Which lines in the records below contain the word "link"? List each of those lines in full, and treat uppercase and lowercase as different.

** Materials provided **
-.-.-

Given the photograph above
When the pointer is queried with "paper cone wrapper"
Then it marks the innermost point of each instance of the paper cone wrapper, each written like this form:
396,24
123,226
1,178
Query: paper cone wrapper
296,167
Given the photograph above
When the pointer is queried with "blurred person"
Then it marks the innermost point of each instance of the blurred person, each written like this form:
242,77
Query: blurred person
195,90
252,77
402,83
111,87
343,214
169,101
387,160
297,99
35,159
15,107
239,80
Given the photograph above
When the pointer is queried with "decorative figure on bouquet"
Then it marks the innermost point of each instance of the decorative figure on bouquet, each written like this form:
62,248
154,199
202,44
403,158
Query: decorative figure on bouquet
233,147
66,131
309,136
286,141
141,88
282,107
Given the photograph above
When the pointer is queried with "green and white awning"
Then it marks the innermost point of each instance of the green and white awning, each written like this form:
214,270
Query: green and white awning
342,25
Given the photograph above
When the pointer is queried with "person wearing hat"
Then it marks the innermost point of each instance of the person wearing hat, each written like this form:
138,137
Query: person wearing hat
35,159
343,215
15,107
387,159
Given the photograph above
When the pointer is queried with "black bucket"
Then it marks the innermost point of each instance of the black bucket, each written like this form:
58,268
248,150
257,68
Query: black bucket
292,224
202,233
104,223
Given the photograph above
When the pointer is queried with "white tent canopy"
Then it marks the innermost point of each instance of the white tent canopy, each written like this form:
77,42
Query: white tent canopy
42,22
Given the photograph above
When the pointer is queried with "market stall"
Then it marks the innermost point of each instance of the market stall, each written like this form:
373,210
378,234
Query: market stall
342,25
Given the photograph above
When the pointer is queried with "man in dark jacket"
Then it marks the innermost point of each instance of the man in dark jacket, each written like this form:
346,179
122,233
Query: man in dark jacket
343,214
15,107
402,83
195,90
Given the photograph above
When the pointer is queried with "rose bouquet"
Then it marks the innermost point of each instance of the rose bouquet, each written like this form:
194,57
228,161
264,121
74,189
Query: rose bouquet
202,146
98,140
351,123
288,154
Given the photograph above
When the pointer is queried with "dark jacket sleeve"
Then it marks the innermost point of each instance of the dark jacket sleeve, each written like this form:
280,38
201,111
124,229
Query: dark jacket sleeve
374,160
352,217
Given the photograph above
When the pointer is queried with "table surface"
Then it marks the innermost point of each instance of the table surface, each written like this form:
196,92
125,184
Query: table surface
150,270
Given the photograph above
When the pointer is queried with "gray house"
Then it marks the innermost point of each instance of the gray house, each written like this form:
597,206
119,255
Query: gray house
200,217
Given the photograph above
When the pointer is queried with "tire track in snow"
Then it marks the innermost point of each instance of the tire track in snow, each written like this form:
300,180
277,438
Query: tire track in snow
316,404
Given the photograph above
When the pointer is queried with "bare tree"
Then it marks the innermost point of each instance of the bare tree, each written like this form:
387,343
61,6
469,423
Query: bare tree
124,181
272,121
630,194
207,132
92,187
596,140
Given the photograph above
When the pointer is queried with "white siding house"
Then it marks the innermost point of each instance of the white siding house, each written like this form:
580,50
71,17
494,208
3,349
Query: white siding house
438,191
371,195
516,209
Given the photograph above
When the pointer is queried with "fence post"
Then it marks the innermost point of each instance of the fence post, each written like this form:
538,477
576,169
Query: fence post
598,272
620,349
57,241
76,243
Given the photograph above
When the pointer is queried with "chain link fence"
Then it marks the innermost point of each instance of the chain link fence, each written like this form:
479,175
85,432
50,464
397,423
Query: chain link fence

-.-.-

** Task output **
When the pointer is queried with "chain link fence"
Then it marks the innermost point of each instance of the chain link fence, each written like this form:
Query: chain link fence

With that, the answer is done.